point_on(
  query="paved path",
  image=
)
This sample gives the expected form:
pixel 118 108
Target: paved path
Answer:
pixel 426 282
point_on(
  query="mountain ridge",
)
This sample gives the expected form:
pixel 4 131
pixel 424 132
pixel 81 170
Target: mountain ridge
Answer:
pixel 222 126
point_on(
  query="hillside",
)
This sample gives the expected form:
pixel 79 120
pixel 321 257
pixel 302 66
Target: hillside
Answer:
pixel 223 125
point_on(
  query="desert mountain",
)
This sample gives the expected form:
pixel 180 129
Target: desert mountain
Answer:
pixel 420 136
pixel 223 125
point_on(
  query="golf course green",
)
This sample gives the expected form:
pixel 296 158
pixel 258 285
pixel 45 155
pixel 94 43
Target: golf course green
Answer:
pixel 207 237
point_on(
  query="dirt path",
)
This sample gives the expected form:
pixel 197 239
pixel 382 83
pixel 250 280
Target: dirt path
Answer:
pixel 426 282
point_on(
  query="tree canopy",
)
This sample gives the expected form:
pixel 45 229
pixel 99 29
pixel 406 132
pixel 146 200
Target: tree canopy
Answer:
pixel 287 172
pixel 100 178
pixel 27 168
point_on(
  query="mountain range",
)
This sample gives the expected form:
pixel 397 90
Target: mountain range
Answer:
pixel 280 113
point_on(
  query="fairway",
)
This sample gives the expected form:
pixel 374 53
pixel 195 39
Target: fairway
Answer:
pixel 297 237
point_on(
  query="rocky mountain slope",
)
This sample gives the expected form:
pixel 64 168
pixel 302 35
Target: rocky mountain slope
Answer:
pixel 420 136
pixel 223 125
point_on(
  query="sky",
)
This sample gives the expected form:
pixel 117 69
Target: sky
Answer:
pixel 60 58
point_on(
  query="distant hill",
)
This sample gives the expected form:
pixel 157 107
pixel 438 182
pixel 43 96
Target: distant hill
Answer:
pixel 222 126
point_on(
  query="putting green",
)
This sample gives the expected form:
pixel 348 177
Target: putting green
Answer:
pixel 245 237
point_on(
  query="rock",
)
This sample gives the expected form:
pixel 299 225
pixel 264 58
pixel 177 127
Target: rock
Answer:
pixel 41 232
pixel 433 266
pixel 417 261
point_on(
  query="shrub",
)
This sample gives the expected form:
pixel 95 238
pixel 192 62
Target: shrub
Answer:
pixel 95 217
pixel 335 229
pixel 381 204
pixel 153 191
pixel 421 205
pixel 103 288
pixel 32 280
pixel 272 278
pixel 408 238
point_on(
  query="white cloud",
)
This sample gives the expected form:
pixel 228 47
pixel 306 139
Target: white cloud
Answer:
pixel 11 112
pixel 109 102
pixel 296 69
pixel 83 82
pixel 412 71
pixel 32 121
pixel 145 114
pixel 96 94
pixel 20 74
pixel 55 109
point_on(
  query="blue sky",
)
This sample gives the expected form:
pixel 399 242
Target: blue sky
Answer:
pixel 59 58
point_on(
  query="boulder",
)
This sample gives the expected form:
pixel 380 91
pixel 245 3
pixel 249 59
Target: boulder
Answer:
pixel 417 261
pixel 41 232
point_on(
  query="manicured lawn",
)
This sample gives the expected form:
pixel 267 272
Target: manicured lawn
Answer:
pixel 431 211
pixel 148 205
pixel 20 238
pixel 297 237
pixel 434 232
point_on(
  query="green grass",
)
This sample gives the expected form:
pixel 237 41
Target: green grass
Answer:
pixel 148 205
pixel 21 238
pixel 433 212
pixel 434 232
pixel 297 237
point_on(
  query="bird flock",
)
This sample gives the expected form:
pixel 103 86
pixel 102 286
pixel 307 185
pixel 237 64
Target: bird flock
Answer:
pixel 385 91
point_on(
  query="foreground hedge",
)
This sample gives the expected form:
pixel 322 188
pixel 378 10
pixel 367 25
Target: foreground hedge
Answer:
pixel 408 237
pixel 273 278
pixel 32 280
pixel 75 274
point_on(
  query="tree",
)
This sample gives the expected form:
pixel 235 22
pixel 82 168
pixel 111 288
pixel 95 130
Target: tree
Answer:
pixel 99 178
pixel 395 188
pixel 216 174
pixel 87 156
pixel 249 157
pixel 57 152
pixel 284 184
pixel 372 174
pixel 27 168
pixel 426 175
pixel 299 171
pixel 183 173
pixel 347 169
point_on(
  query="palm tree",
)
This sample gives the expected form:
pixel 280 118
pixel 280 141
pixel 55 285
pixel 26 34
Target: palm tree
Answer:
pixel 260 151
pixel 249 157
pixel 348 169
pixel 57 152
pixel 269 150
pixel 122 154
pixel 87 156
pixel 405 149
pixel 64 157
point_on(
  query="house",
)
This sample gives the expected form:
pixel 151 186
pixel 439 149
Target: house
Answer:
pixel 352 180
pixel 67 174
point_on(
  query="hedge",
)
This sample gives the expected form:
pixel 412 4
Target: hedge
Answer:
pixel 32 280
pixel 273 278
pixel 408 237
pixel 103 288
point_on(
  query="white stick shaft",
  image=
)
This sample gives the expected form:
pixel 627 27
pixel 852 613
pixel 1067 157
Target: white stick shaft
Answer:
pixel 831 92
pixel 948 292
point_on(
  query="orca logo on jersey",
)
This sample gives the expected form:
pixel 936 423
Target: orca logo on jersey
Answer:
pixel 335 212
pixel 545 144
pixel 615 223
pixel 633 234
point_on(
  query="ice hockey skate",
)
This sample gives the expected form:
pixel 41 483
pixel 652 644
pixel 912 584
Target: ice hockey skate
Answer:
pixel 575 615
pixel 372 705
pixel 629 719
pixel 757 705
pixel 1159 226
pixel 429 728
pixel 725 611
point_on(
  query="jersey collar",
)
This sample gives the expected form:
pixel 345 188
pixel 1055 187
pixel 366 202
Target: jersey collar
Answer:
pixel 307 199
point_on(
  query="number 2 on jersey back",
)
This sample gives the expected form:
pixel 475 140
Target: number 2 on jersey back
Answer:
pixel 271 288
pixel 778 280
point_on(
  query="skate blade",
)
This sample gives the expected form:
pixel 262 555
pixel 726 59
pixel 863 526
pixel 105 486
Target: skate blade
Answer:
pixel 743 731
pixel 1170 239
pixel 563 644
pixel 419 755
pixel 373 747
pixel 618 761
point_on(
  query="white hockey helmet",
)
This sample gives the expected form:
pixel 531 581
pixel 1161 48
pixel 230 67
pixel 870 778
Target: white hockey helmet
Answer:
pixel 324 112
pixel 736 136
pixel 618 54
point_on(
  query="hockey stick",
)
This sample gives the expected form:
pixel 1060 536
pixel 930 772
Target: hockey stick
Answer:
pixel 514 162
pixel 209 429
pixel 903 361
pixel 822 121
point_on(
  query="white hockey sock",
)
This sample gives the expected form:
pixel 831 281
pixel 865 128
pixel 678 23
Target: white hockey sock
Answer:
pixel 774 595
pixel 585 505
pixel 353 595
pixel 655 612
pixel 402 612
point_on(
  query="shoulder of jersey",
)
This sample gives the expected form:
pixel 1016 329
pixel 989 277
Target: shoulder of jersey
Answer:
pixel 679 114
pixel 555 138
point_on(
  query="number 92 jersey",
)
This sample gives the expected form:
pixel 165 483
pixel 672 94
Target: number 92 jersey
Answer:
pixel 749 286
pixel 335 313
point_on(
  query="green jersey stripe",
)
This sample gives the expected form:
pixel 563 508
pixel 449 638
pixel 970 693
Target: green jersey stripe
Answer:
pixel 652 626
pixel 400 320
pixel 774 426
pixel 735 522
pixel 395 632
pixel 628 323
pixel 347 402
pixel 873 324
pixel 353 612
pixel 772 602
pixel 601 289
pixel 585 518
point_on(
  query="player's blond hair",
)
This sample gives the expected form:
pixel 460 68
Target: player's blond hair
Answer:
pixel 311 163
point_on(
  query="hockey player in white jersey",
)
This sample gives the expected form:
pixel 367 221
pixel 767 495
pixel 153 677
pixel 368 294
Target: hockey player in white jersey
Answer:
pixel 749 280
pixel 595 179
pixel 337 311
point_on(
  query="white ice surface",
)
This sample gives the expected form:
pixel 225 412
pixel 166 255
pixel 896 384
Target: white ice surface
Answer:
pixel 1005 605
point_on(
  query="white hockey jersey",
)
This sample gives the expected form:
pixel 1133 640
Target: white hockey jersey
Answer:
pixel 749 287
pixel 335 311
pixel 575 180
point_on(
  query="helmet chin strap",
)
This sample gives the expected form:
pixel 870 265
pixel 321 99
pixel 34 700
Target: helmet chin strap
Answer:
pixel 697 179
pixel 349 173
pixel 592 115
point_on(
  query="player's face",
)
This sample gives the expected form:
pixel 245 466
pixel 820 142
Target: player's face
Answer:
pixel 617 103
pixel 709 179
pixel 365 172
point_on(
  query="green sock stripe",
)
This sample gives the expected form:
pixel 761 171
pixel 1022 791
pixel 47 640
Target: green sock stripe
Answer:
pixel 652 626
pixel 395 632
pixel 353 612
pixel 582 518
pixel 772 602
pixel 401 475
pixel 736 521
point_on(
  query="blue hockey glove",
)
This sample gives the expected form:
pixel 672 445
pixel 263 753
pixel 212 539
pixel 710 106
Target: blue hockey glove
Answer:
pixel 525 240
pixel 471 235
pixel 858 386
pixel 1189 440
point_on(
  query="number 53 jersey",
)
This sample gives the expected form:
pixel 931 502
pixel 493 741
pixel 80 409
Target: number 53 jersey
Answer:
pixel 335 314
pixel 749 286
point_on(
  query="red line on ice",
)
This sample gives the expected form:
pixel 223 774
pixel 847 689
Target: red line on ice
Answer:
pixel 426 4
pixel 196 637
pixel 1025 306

◆ ◆ ◆

**Problem details:**
Report only the number of lines that hold the string "strap" in this listing.

**The completed task:**
2